• _Task instructions_
Search the material below for the word "train" and copy every line in which it occurs.

● ● ● ●

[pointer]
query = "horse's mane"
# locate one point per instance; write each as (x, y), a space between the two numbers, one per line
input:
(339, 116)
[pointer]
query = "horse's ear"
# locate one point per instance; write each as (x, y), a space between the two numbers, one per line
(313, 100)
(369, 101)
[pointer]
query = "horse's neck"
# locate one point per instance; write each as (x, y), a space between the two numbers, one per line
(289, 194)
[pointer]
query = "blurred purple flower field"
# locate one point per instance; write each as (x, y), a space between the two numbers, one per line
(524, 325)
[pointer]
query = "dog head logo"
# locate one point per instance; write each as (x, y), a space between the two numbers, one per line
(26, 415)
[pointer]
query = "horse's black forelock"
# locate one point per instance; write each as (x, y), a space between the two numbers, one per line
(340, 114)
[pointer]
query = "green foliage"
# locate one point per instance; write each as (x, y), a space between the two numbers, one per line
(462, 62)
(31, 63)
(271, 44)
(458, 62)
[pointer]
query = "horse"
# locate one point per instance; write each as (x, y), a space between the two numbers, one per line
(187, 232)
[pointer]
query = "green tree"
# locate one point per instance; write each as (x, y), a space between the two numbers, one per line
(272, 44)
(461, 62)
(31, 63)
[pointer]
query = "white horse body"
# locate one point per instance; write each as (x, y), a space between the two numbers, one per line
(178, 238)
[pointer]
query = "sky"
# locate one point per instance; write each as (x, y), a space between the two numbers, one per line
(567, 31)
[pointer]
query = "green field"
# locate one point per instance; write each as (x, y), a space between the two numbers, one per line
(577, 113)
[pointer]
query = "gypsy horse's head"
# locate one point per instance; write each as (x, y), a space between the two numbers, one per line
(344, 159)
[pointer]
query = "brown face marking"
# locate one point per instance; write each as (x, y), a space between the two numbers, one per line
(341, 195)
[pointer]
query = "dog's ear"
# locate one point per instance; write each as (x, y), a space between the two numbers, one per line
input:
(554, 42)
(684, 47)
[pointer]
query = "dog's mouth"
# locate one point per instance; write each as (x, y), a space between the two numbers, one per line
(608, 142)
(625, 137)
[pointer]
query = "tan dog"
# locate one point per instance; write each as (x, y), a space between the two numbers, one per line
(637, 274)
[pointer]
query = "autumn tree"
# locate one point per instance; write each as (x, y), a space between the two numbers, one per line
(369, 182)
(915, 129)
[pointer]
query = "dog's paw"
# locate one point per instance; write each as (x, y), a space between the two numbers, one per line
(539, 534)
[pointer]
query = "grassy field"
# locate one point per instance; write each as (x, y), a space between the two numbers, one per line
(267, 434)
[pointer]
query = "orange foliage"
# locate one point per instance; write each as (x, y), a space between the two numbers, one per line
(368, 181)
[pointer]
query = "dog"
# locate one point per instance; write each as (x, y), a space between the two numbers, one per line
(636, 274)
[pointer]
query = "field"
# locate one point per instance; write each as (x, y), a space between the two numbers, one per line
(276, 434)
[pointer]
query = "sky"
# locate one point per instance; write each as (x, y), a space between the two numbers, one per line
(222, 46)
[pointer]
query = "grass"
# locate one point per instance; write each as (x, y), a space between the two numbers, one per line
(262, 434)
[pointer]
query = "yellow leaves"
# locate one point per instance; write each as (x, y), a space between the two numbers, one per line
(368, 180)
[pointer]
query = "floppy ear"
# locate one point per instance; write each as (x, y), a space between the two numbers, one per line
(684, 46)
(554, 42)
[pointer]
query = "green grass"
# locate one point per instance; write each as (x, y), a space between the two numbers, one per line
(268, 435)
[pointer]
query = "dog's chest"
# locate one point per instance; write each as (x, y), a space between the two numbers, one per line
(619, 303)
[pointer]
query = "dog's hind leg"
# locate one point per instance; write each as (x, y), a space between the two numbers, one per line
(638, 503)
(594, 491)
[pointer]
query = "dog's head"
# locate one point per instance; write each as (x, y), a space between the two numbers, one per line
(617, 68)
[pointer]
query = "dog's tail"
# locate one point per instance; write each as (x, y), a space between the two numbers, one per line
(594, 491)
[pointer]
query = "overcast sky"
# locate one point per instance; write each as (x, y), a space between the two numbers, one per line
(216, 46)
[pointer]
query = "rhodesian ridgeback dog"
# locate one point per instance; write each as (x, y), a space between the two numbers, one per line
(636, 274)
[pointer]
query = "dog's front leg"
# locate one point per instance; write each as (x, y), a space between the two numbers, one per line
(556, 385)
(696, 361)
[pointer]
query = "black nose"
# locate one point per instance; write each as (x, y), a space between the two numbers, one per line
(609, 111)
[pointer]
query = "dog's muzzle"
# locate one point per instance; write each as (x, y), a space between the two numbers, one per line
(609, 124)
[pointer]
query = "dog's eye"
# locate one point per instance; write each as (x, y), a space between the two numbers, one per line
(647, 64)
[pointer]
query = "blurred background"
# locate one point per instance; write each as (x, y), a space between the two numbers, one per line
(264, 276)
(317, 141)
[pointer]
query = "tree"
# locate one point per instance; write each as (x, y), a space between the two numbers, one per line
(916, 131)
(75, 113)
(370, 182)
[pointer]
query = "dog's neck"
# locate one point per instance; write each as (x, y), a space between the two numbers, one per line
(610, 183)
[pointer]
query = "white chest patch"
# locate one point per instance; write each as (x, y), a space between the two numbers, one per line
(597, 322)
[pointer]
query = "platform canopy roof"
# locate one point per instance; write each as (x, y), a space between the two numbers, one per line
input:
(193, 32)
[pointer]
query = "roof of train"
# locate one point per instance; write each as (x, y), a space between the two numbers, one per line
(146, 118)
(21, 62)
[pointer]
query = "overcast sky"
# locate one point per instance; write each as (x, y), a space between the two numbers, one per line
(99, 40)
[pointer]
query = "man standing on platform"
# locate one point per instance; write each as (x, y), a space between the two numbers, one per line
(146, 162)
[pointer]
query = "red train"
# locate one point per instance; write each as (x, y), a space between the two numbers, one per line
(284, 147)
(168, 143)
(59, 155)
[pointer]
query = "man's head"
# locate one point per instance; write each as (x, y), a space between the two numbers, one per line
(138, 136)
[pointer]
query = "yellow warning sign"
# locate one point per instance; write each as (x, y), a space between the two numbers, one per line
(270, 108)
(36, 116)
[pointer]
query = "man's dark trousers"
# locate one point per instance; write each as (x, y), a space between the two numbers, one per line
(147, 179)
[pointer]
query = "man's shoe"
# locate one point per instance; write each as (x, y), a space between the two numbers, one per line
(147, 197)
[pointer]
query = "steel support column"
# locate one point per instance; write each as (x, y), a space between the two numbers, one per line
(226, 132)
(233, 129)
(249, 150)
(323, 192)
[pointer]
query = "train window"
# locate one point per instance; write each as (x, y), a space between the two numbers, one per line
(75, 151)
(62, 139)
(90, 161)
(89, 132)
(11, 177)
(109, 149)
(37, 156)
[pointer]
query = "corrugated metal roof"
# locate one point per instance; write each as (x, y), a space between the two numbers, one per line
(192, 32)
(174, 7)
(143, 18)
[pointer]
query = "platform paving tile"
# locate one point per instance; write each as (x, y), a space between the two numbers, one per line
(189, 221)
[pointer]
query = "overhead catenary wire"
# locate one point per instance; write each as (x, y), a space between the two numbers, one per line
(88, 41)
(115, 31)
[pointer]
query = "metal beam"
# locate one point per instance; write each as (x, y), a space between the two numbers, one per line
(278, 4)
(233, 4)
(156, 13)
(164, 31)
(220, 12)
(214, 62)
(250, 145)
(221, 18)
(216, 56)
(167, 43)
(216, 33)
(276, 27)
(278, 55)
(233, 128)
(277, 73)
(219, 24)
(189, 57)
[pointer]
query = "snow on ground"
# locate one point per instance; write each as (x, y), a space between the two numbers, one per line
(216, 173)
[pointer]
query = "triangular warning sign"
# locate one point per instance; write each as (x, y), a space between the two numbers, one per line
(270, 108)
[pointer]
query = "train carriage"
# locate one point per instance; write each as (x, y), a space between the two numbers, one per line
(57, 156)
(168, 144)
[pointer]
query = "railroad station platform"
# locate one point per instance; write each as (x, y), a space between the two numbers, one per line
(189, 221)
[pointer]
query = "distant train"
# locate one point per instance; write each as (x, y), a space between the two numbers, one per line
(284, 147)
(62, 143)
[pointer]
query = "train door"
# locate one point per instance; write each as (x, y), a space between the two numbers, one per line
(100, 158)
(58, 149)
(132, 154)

● ● ● ●

• _Solution_
query = "roof of train"
query = "red train"
query = "train window"
query = "train carriage"
query = "distant train"
query = "train door"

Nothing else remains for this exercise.